Passage to read:
Segment Open

Event venue in Nottingham, England

The Palais is a nightclub and event space located on Upper Parliament Street in Nottingham, England.

== History ==
The site became vacant when Nottingham Prison was demolished. The building was constructed by the Midland Palais de Danse Company and opened as a dance hall and billiard saloon under the name Palais de Danse. The architects were Alfred John Thraves and Henry Hardwick Dawson and the contractors were W. and J. Simons. The building featured a globe and frieze of dancers over the entrance. It opened to invited guests on 22 April 1925 and to the general public 2 days later.

The venue's name was changed to Ritzy, then became simply The Palais, then it was acquired by Deltic Group and became Oceana and then Pryzm. The venue was owned by Deltic Group and then its successor Rekom UK until summer 2024, when it was sold due to Rekom UK's financial problems.

It was refurbished in 2005 by Bignell Shacklady Ewing.

Segment Closed

Data to examine:
Segment Open

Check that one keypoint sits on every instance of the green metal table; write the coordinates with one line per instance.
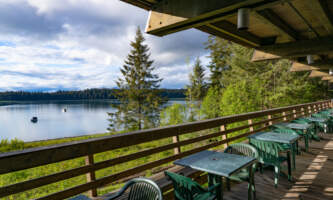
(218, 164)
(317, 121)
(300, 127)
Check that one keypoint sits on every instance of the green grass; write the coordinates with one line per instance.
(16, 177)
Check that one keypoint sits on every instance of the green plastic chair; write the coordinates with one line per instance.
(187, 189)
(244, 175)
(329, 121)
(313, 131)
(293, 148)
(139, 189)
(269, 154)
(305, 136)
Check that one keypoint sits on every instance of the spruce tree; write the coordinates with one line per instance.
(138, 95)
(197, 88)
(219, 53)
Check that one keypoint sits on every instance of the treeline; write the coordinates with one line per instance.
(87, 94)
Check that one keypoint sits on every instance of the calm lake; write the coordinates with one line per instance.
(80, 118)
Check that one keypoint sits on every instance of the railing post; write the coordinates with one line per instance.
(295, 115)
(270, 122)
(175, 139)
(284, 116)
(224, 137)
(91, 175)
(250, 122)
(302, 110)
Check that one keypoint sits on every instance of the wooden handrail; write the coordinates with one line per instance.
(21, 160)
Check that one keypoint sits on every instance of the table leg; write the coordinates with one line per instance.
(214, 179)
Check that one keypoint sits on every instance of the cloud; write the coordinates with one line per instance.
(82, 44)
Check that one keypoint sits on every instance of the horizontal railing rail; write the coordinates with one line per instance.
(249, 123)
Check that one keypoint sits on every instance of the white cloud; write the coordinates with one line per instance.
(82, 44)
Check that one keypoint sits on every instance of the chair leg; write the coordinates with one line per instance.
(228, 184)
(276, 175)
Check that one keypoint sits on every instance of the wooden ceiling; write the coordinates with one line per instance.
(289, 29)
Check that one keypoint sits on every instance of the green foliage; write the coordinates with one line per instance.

Segment Closed

Exercise set:
1 - Reproduce everything in the passage on the Palais from "The Palais is" down to "2 days later.".
2 - According to the passage on the Palais, who were the architects of the building?

Solutions below:
1 -
The Palais is a nightclub and event space located on Upper Parliament Street in Nottingham, England.

== History ==
The site became vacant when Nottingham Prison was demolished. The building was constructed by the Midland Palais de Danse Company and opened as a dance hall and billiard saloon under the name Palais de Danse. The architects were Alfred John Thraves and Henry Hardwick Dawson and the contractors were W. and J. Simons. The building featured a globe and frieze of dancers over the entrance. It opened to invited guests on 22 April 1925 and to the general public 2 days later.

2 - Alfred John Thraves and Henry Hardwick Dawson